Set problem:
Please extract, word for word, the passage of the tombstone responsum below, starting at "Contemporary American Reform" and ending at "Knobel, Evanston, IL)".

Contemporary American Reform Responsa

116. Names on a Tombstone

QUESTION:

A woman who has been married twice recently died. Her second husband is unwilling to pay for a tombstone to be erected on her grave. Her children, born of her first husband, are willing to erect such a stone but do not want to put the second husband’s name on it. Is it appropriate for them to omit any recognition of the second marriage? (Rabbi P. Knobel, Evanston, IL)

ANSWER:

Let us begin by dealing with the entire matter of tombstones. From the fourteenth century on it was considered a husband’s obligation to provide a tombstone for his wife (Asher ben Yehiel, Responsa #13, 19; Solomon ben Aderet, Responsa #375; Shulhan Arukh Even Haezer 89.1; Joel Sirkes to Tur Yoreh Deah 348). The Shulhan Arukh went even further and states that the heirs of a man are compelled to provide a tombstone (Yoreh Deah 348.2). All of this indicates that it is the absolute duty of the husband to provide such a stone.

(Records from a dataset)

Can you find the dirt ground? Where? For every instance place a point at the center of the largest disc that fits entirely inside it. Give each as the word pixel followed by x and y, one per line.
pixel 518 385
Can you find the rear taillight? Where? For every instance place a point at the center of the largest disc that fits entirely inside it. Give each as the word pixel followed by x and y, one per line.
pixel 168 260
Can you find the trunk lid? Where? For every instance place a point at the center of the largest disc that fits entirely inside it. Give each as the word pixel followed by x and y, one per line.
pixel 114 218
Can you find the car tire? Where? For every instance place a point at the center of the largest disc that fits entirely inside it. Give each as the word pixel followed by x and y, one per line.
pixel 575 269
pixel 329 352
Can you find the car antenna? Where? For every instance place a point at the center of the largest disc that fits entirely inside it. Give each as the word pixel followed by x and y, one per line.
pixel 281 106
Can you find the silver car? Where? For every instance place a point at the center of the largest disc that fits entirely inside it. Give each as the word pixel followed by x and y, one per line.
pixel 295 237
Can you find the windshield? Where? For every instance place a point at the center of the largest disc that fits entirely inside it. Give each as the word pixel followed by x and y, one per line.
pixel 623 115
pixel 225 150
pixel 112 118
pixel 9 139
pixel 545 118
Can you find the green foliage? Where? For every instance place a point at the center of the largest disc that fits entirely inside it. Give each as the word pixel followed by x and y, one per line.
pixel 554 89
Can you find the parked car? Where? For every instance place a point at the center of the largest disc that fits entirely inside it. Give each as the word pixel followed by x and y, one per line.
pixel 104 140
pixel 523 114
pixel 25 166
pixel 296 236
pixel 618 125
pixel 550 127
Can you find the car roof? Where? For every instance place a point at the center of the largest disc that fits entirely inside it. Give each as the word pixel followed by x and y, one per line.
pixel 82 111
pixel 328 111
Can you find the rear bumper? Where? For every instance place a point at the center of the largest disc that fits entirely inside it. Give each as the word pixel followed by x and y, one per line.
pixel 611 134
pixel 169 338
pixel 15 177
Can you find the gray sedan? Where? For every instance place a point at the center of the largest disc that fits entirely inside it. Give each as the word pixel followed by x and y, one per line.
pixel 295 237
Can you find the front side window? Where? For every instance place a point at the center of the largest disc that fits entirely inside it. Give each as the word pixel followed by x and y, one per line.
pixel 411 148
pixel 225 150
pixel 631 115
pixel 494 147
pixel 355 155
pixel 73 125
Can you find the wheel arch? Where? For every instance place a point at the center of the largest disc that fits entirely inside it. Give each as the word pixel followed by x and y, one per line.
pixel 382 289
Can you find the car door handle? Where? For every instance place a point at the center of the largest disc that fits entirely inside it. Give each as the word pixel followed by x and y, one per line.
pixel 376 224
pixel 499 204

Solution to this problem:
Contemporary American Reform Responsa

116. Names on a Tombstone

QUESTION:

A woman who has been married twice recently died. Her second husband is unwilling to pay for a tombstone to be erected on her grave. Her children, born of her first husband, are willing to erect such a stone but do not want to put the second husband’s name on it. Is it appropriate for them to omit any recognition of the second marriage? (Rabbi P. Knobel, Evanston, IL)